Task objective:
Rewrite the lines below as a two-column CSV with the headers text and points. Make one row for each line of wording: put that wording under text and the coordinate lines after it under points, each in a single quoted field with line breaks turned into spaces, and leave out the pictures.

start Given records

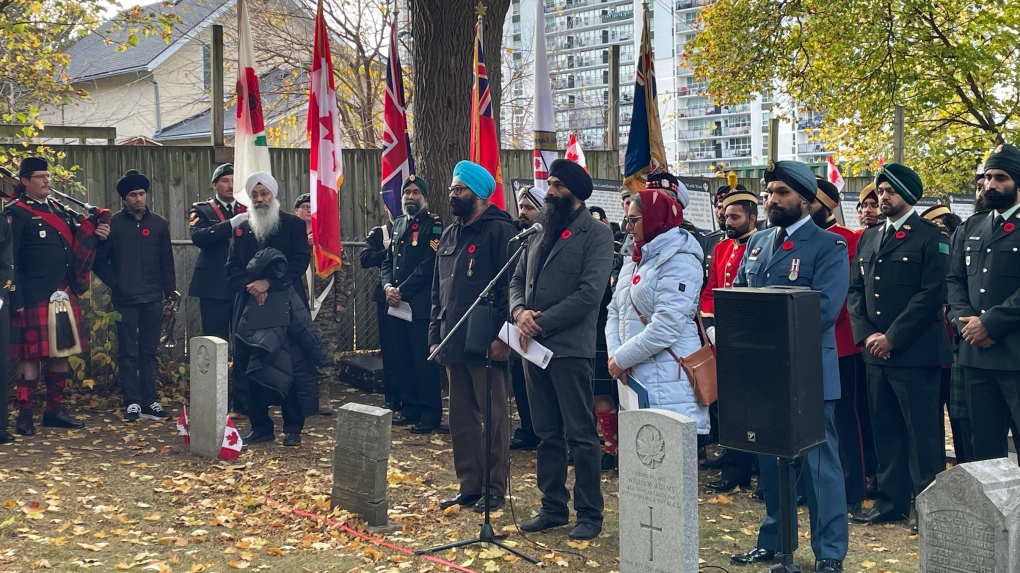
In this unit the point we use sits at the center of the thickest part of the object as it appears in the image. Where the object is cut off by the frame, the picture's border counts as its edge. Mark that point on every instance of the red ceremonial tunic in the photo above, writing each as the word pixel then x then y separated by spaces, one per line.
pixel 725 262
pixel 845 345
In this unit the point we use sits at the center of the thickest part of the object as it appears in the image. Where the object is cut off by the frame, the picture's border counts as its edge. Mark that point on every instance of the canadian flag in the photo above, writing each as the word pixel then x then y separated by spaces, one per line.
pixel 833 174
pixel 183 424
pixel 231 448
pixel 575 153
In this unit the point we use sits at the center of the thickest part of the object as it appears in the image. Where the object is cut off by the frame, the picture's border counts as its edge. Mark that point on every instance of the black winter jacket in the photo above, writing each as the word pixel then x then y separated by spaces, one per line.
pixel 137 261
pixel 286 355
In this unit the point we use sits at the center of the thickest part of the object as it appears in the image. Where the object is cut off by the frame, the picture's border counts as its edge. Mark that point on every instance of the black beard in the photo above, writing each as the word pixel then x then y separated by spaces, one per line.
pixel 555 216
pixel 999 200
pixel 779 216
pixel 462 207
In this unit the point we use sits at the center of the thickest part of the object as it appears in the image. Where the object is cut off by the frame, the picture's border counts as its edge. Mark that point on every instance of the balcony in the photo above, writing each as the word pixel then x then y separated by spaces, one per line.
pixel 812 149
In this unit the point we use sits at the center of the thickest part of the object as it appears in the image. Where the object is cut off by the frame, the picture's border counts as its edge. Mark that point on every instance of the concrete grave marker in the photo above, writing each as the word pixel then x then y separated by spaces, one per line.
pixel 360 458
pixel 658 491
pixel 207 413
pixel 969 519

end Given records

Exercise result:
text,points
"In this unit the point we use sits at the center of the thickest part of the object as it appears in the image. Where the object is cut off by the frame, the picture's border counts as its edge. Mark that point on every instance of the red ceremonial tunic in the photo above, writing each as the word pixel then x then y separated by spaces, one per line.","pixel 725 262 pixel 845 345"
"In this unit the point we use sits at the center of the thickest part of the object as it appears in the image. Where the object is cut off by the frame, the picture's border counts as its edge. Mark that point on every instance of the canadian flag in the photo above, writing each as the word pixel then x then y separated by spaces, one per line.","pixel 833 174 pixel 183 424 pixel 231 448 pixel 575 153"
"In this unit the point we use sits at the center of the thickest part of the object as it appears in the image. Where the object is cut off by the frame, the picture's border counts as its edge. Mark that point on every instance of the black winter jacket in the photo above, writing each as the word pixel then x then y separated by spaces, one per line.","pixel 137 261 pixel 286 355"
"In this unit the point we use sits at the center of the thickest part of the object as it appears in the image. Where the object is cut off by the frame, the picture's border counts as its edge. Mark that point on every instance of the black beard in the photo above, writing each as the word pixel then x then y separated by spaces, one per line.","pixel 555 216 pixel 999 200 pixel 779 216 pixel 462 207"
"In this unit the point we use sits at the center of the thickest part of the object as it appears in the image. Where the object is cut off by the frame, the picture's border counts as its edge. Mark that point on every instance of the balcony in the photo above, writing each as the word pixel then x then y separated by spaces, one per line.","pixel 812 149"
"In this unit the point we use sits at the center of the thickest part of the object as it appears in the image. Where the object is cut off by the frame, the picture's border counts as its edge. Mark that point on every instance of the concrete grave marker in the photo above, writing each as the word pixel then x then y separated by spaces, one per line.","pixel 360 458 pixel 658 491 pixel 207 413 pixel 969 519"